Object outline annotation data:
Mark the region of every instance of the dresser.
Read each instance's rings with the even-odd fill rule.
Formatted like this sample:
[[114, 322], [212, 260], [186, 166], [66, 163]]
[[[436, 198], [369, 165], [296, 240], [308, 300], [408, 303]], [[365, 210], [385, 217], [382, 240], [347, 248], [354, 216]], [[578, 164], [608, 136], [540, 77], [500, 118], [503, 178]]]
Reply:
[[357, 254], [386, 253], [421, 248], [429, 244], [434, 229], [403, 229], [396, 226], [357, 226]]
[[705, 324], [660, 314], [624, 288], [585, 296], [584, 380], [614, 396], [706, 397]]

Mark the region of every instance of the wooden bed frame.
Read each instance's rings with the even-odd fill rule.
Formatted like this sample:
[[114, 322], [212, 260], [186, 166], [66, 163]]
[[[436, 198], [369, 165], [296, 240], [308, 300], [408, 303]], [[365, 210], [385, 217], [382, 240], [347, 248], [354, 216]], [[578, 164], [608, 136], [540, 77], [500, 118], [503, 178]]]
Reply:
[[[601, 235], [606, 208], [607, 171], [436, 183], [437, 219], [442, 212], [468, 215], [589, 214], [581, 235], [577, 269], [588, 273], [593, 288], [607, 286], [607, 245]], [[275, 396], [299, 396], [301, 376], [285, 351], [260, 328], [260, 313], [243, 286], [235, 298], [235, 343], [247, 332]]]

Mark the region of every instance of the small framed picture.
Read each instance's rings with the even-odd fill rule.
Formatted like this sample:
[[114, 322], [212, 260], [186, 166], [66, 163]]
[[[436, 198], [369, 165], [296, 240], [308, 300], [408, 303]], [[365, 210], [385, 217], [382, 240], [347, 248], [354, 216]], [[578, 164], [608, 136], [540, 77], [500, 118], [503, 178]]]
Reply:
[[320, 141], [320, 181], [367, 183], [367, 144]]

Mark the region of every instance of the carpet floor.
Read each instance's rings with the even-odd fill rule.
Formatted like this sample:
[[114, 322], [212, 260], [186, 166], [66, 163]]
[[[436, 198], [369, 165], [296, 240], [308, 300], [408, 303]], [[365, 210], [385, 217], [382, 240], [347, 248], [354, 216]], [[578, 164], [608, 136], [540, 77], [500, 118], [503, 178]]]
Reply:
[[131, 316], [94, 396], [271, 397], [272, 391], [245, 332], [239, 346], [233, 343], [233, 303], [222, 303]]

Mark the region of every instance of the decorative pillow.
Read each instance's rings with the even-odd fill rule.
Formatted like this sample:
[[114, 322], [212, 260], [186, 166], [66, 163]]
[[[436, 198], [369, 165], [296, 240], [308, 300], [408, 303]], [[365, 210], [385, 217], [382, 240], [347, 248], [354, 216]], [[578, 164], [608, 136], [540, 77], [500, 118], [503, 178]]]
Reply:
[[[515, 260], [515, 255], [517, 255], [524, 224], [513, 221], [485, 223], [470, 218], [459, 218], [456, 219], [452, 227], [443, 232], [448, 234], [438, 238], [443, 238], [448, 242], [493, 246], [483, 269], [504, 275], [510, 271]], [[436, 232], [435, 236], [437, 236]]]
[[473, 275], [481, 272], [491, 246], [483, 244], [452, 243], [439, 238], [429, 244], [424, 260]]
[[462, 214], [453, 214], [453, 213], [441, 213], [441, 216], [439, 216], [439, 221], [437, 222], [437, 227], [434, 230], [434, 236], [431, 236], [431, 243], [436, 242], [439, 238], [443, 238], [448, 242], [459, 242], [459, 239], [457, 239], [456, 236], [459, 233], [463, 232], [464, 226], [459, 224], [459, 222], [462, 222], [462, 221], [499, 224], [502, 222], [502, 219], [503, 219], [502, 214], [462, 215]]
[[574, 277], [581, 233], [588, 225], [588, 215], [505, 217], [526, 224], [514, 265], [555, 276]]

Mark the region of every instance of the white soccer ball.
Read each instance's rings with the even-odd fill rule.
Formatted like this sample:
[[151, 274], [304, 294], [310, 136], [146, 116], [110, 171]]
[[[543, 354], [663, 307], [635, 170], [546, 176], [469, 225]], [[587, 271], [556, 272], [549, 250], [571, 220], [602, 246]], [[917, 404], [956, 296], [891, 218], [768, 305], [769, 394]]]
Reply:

◆ Work to complete
Which lines in the data contain the string "every", with uppercase and lowercase treated as different? Find each one and copy it out in full.

◆ Finished task
Mark the region of every instance of the dresser.
Mark the region of every instance of the wooden bed frame.
Mark the region of every instance of the small framed picture.
Mark the region of every instance of the carpet floor.
Mark the region of every instance of the decorative pillow.
Mark the region of every instance of the white soccer ball.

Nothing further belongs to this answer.